Tasks to perform:
[1] Reproduce the stretch of the energy pricing text from "Similarly, end users'" through "in customer tariffs.", word for word.
[2] Resume the text on utility pricing and value stacking, picking up after its final sentence.

Extract:
**********
Similarly, end users' assets are rarely programed to exhibit elastic behavior within a utility cost environment that experiences widely varying prices. Even though most customers see fixed electric rates, the utility actually faces strongly time-differentiated pricing: it costs much more to buy or provide power at certain times than at others. Instead, a rational economic approach would account for all value streams, stacking them so that all system needs, all options for meeting those needs, full benefit-cost analyses and corresponding elasticities, could result in transparent and efficient price formation — and corresponding compensation.
A key reason for this failure to date is that the incentives — price signals reflecting true utility avoided costs — are opaque, not well understood, and not reflected in customer tariffs.
There is a significant opportunity to 'value stack' revenue streams in the built space, but this opportunity goes unrecognized because the savings are often spread among multiple parties. How, and under what circumstances, might this change?
A European model?
One possible idea comes to us from across the Atlantic: the "chauffage" contract, a frequently used type of energy contract in Europe, where an energy services company (ESCO) takes over complete responsibility for providing to the client an agreed-upon set of energy services — HVAC, lighting, water heating, electric vehicles, industrial loads, etc. — usually for a lengthy period of time (20-30 years). This arrangement is an extreme form of energy management outsourcing. In competitive energy markets, the ESCO in a chauffage arrangement may also assume responsibility for fuel/electricity purchasing.
**********
Dataset entries:
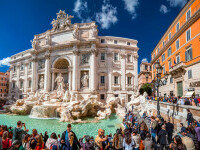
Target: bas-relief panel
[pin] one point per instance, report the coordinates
(61, 38)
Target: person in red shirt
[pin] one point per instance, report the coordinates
(6, 142)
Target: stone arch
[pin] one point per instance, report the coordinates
(61, 63)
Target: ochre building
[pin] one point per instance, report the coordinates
(178, 52)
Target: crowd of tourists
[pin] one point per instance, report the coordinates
(193, 101)
(137, 133)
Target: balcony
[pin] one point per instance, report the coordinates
(178, 70)
(195, 14)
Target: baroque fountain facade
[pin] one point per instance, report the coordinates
(73, 73)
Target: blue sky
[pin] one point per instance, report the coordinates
(142, 20)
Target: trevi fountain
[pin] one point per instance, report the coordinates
(71, 73)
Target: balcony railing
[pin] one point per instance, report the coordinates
(181, 24)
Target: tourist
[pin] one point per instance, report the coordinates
(65, 137)
(45, 137)
(189, 117)
(15, 145)
(178, 143)
(6, 142)
(153, 129)
(99, 140)
(18, 132)
(197, 130)
(169, 129)
(118, 140)
(40, 143)
(25, 142)
(183, 128)
(52, 142)
(34, 133)
(137, 139)
(189, 143)
(162, 137)
(148, 142)
(33, 144)
(128, 142)
(87, 145)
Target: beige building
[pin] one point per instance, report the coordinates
(145, 68)
(72, 57)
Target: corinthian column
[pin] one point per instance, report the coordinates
(47, 73)
(123, 71)
(75, 70)
(93, 79)
(34, 75)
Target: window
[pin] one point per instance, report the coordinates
(189, 74)
(102, 78)
(163, 57)
(102, 56)
(163, 69)
(170, 64)
(169, 51)
(188, 35)
(188, 54)
(30, 65)
(177, 58)
(171, 80)
(116, 57)
(13, 85)
(129, 81)
(177, 26)
(129, 58)
(21, 84)
(177, 44)
(102, 40)
(29, 83)
(102, 96)
(188, 14)
(170, 36)
(85, 58)
(116, 80)
(14, 68)
(22, 67)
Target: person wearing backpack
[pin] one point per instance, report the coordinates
(189, 117)
(6, 142)
(18, 132)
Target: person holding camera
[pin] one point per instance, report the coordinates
(18, 132)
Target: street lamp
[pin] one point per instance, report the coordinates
(159, 82)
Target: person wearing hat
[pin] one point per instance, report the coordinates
(65, 137)
(162, 137)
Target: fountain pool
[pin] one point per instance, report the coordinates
(53, 125)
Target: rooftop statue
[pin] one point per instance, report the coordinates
(62, 21)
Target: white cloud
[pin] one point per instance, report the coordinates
(79, 7)
(130, 6)
(144, 60)
(5, 62)
(107, 16)
(164, 9)
(177, 3)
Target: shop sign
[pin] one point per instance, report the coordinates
(195, 84)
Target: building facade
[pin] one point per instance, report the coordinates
(145, 68)
(4, 85)
(88, 63)
(178, 52)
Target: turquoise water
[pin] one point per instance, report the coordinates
(53, 125)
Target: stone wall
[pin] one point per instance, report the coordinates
(177, 113)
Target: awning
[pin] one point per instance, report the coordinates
(189, 94)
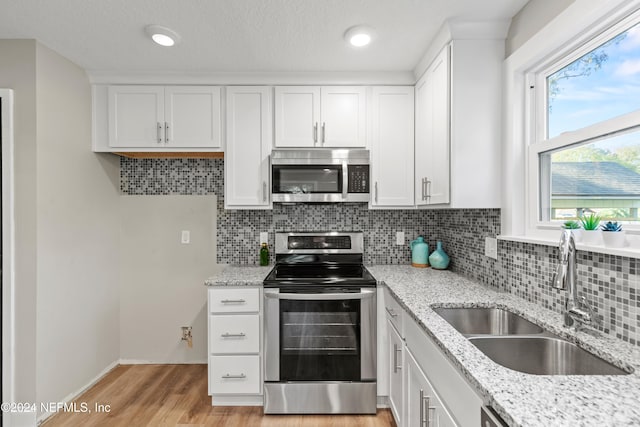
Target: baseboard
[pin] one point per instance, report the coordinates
(70, 397)
(383, 402)
(159, 362)
(241, 400)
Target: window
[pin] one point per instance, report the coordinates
(585, 149)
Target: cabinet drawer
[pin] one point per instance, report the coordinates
(234, 334)
(393, 311)
(234, 374)
(460, 398)
(234, 300)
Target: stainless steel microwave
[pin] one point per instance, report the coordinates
(319, 175)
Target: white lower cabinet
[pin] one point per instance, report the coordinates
(396, 383)
(423, 406)
(234, 374)
(235, 333)
(425, 389)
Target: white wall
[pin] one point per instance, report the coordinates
(531, 18)
(77, 236)
(17, 72)
(162, 280)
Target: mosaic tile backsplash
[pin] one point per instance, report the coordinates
(611, 283)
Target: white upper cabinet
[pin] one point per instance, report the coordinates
(159, 118)
(192, 116)
(392, 142)
(136, 116)
(432, 180)
(343, 115)
(312, 116)
(457, 144)
(297, 116)
(249, 133)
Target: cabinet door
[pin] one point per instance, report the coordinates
(297, 113)
(423, 406)
(343, 114)
(246, 164)
(439, 179)
(192, 117)
(136, 116)
(396, 388)
(392, 146)
(432, 142)
(423, 129)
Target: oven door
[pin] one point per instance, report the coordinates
(320, 335)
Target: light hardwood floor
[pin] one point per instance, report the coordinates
(176, 395)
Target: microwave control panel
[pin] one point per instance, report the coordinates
(358, 178)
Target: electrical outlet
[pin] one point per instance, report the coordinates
(491, 247)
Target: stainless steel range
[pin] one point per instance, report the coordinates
(320, 327)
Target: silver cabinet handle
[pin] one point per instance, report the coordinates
(227, 376)
(228, 335)
(422, 408)
(396, 350)
(425, 403)
(345, 180)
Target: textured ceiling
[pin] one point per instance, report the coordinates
(240, 35)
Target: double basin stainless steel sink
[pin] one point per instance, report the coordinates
(516, 343)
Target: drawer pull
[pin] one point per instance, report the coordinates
(228, 335)
(396, 350)
(229, 376)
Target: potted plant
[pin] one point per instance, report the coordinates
(574, 226)
(591, 234)
(613, 235)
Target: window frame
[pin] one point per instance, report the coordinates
(535, 132)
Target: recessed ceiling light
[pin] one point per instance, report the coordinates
(162, 35)
(359, 35)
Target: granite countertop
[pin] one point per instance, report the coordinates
(521, 399)
(239, 275)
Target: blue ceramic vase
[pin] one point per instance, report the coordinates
(439, 259)
(419, 253)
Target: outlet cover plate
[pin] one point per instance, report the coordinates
(491, 247)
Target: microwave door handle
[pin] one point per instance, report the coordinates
(345, 180)
(364, 293)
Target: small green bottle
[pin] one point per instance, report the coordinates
(264, 255)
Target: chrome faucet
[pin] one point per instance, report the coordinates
(577, 311)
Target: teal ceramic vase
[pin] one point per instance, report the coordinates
(439, 259)
(419, 253)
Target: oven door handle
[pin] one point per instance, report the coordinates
(364, 293)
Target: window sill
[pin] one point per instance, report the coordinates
(627, 251)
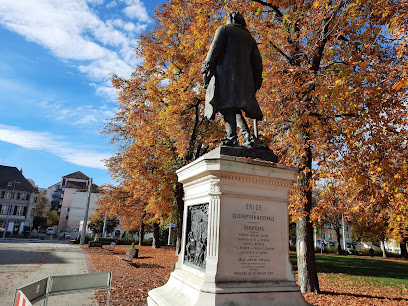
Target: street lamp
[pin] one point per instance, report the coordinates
(8, 208)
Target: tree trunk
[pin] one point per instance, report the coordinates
(307, 272)
(403, 246)
(180, 210)
(383, 248)
(337, 229)
(141, 232)
(156, 236)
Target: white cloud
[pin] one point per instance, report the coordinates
(48, 142)
(74, 32)
(82, 115)
(136, 10)
(111, 4)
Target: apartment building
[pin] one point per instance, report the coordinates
(18, 198)
(69, 199)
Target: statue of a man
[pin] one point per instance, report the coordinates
(232, 75)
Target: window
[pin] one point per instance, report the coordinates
(8, 195)
(4, 209)
(19, 210)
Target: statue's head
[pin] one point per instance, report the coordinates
(235, 17)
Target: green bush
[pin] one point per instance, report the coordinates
(77, 240)
(148, 241)
(119, 241)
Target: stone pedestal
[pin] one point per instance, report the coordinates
(235, 248)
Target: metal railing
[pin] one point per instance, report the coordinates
(65, 284)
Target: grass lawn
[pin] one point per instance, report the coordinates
(376, 270)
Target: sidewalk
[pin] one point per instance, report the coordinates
(25, 261)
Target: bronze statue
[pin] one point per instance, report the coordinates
(232, 75)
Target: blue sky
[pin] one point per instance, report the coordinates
(55, 93)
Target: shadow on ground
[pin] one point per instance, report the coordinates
(19, 257)
(359, 266)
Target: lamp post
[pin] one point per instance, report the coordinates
(8, 208)
(83, 233)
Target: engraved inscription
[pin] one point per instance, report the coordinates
(196, 243)
(252, 244)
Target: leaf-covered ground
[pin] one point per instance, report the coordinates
(132, 282)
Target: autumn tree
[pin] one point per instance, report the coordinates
(52, 218)
(333, 83)
(160, 125)
(97, 221)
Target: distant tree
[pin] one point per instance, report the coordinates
(96, 222)
(52, 218)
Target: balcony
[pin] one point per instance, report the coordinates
(56, 195)
(55, 203)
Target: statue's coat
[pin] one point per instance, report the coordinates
(236, 64)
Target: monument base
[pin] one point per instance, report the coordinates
(185, 288)
(235, 248)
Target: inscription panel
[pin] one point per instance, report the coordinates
(196, 236)
(253, 240)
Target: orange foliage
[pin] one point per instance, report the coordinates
(333, 94)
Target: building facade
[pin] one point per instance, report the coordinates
(18, 198)
(69, 199)
(326, 234)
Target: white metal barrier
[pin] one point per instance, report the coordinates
(64, 284)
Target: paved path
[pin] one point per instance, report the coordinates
(25, 261)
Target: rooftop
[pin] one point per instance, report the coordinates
(12, 174)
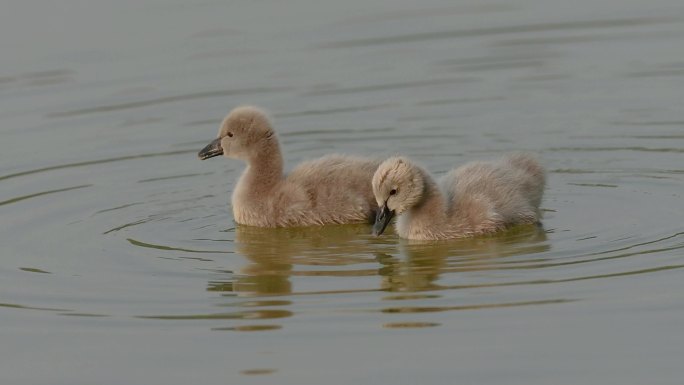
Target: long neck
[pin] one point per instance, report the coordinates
(264, 169)
(429, 214)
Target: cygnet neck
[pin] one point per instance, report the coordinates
(265, 166)
(431, 209)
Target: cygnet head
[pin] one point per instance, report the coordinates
(398, 185)
(240, 134)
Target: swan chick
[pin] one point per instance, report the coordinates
(475, 199)
(334, 189)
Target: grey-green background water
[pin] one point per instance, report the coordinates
(120, 262)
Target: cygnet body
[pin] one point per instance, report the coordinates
(474, 199)
(334, 189)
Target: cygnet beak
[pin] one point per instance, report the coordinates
(211, 150)
(382, 220)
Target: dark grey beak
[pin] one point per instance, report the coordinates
(382, 220)
(211, 150)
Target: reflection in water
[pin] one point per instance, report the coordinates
(276, 256)
(422, 262)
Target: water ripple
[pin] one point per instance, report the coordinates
(168, 99)
(478, 32)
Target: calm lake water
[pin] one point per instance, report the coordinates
(121, 264)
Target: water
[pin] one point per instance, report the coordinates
(121, 262)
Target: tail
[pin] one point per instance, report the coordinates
(535, 182)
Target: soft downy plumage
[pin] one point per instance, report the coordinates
(334, 189)
(476, 198)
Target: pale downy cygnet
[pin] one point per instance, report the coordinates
(332, 189)
(476, 198)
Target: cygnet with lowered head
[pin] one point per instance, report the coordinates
(334, 189)
(476, 198)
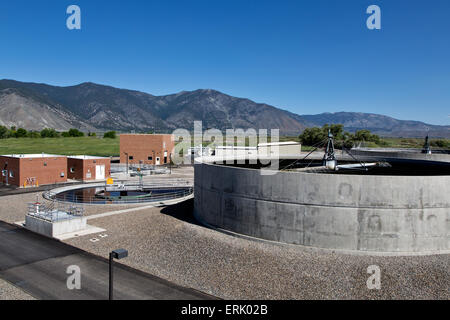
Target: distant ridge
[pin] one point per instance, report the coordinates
(90, 106)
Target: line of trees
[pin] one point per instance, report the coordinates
(313, 136)
(13, 132)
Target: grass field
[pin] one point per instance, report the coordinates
(110, 147)
(64, 146)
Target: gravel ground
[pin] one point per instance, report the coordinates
(10, 292)
(168, 243)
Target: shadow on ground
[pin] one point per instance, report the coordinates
(183, 211)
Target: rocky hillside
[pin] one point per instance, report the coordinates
(90, 106)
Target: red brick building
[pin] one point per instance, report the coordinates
(153, 149)
(33, 169)
(88, 168)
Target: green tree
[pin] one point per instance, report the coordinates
(33, 134)
(3, 132)
(21, 133)
(75, 133)
(110, 135)
(49, 133)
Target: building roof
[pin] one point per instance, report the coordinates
(32, 156)
(278, 144)
(236, 148)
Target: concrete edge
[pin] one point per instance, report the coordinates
(318, 249)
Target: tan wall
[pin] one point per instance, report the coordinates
(84, 167)
(145, 148)
(10, 164)
(25, 168)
**********
The results:
[1]
Similarly, end users' assets are rarely programed to exhibit elastic behavior within a utility cost environment that experiences widely varying prices. Even though most customers see fixed electric rates, the utility actually faces strongly time-differentiated pricing: it costs much more to buy or provide power at certain times than at others. Instead, a rational economic approach would account for all value streams, stacking them so that all system needs, all options for meeting those needs, full benefit-cost analyses and corresponding elasticities, could result in transparent and efficient price formation — and corresponding compensation.
A key reason for this failure to date is that the incentives — price signals reflecting true utility avoided costs — are opaque, not well understood, and not reflected in customer tariffs.

[2]
The fee paid by the client under a chauffage arrangement is calculated on the basis of its existing energy bill minus a percentage saving (often in the range of 5-10%). This guarantees the client an immediate saving relative to its current bill. The ESCO takes on the responsibility of providing the agreed level of energy service for less than the current bill or for providing an improved level of service for the same bill. The more efficiently and cheaply it can do this, the greater its earnings: chauffage contracts give a strong incentive to ESCOs to provide services in the most efficient way.
Chauffage contracts may include a shared savings element, on top of the guaranteed savings element, to provide a further incentive for the client/customer. For instance, all savings up to an agreed figure would go to the ESCO to repay project costs and provide its return on capital; above this figure, savings would be shared between the ESCO and the client/customer.
As we'll explore further, this model may be a hard sell for retail suppliers, investor-owned utilities (IOUs) or municipal utilities. Member-owned electric cooperatives, however, are in a different position as they look to engage their larger customers. The chauffage model could help them lower both costs and risks over time.
Re-inventing chauffage
One opportunity to align all of the incentives in the hands of a single party would involve the competitive retail supplier offering a product that involves provision of specified end uses as a service. For example, the retailer could specify within a commercial building an acceptable band for heating and cooling, various lighting levels in different spaces at different times of the day, other designated end uses (such as elevators), and a certain amount of power for plug load.
A 10-year contract would allow the electricity retailer to combine the provision of electrons with the most cost-effective efficient technology, and that would incentivize it to constantly re-evaluate this technology. The retail provider would own the volatility risk in fixed cost supply arrangements. In this case, the retail provider would be able to control the equipment (within the specified bandwidths) and earn revenue streams from the following:
- Reduced energy consumption (since the customer pays a fixed monthly cost); the supplier would have incentive to maximize the cost-effective efficiency benefits.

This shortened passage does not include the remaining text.